** BEGIN **

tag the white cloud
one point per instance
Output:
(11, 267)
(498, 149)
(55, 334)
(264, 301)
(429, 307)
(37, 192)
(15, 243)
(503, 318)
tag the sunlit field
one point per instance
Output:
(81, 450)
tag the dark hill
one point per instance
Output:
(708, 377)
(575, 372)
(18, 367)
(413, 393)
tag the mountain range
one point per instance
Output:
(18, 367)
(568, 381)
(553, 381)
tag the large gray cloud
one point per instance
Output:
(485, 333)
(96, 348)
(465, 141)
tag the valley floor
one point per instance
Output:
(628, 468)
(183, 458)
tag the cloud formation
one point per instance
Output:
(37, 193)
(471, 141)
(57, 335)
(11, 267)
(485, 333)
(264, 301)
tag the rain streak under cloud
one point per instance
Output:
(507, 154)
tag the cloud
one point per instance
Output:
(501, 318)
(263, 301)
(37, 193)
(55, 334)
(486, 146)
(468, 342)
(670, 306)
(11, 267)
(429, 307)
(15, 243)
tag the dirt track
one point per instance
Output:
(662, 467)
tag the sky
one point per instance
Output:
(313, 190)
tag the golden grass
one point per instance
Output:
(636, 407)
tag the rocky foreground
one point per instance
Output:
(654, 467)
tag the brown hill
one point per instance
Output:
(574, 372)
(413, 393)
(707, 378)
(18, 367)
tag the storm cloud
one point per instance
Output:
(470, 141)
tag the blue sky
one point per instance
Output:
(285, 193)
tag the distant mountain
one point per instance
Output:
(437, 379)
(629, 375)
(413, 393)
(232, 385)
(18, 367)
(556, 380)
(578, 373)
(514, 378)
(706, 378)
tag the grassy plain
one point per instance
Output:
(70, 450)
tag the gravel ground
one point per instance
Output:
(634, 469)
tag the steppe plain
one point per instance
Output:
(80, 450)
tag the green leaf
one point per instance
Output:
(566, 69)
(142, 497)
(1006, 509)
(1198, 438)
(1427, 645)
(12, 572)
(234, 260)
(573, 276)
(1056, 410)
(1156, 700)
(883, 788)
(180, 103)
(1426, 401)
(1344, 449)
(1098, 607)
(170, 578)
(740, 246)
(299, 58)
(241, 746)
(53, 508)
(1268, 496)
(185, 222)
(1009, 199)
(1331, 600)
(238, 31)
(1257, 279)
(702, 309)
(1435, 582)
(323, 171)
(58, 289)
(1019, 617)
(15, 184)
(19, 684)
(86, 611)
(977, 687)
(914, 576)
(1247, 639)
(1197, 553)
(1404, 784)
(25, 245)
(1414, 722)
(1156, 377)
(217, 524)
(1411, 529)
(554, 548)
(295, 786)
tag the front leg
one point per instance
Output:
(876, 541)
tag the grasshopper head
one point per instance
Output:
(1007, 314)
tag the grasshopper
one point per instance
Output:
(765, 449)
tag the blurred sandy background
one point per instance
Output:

** END **

What is asked:
Rewrite all of the rows above, putting "mark" in place of every "tag" and leaving everything else unchanged.

Right answer:
mark the white cloud
one point per instance
Output:
(11, 267)
(498, 149)
(55, 334)
(264, 301)
(429, 307)
(37, 192)
(15, 243)
(503, 318)
mark the sunlit field
one point per instance
Output:
(81, 450)
mark the dark hill
one point per instance
Output:
(708, 377)
(575, 372)
(18, 367)
(413, 393)
mark the mountain range
one point per instance
Output:
(18, 367)
(568, 381)
(553, 381)
mark the large gray cloud
one point per instance
Output:
(485, 333)
(96, 348)
(465, 141)
mark the valley floor
one point per instance
Output:
(628, 468)
(183, 458)
mark the cloud formation
one point per instance
Output:
(37, 193)
(471, 141)
(57, 335)
(11, 267)
(485, 333)
(264, 301)
mark the rain streak under cloud
one point per instance
Output:
(507, 154)
mark the cloud
one point per instance
Output:
(501, 318)
(263, 301)
(37, 193)
(55, 334)
(486, 146)
(468, 342)
(670, 306)
(11, 267)
(429, 307)
(15, 243)
mark the dirt track
one point per instance
Output:
(662, 467)
mark the sky
one point per instance
Output:
(313, 190)
mark the golden grass
one point per instance
Output:
(636, 407)
mark the rocky foreground
one point per instance
Output:
(654, 467)
mark the brown hill
one point per instance
Output:
(574, 372)
(413, 393)
(707, 378)
(18, 367)
mark the storm cloud
one point per instance
Output:
(470, 141)
mark the blue sky
one point per instance
Output:
(285, 193)
mark the distant mountain
one point per instance
Output:
(437, 379)
(629, 375)
(413, 393)
(232, 385)
(18, 367)
(556, 380)
(578, 373)
(514, 378)
(706, 378)
mark the grassy plain
one point per instance
Output:
(70, 450)
mark the gravel ground
one point per instance
Output:
(634, 469)
mark the steppe plain
one point per instance
Output:
(80, 450)
mark the green leaf
one point per instance
Output:
(566, 69)
(142, 497)
(1006, 509)
(1198, 438)
(1427, 645)
(12, 572)
(234, 260)
(573, 276)
(1056, 410)
(1156, 700)
(883, 788)
(180, 103)
(1426, 401)
(1344, 449)
(1098, 607)
(170, 578)
(740, 246)
(299, 58)
(241, 746)
(53, 508)
(1268, 496)
(185, 222)
(1009, 199)
(1331, 600)
(238, 31)
(1257, 279)
(702, 309)
(1435, 582)
(323, 171)
(58, 289)
(1019, 617)
(15, 184)
(19, 684)
(86, 611)
(977, 687)
(914, 576)
(1247, 639)
(1197, 553)
(1404, 784)
(25, 245)
(1414, 722)
(1156, 377)
(217, 524)
(1411, 529)
(554, 548)
(295, 786)
mark the front leg
one point per instance
Output:
(876, 541)
mark the grasshopper head
one point per instance
Output:
(1007, 314)
mark the grasshopper
one point per instance
Output:
(765, 449)
mark the blurred sandy background
one point per instance
Output:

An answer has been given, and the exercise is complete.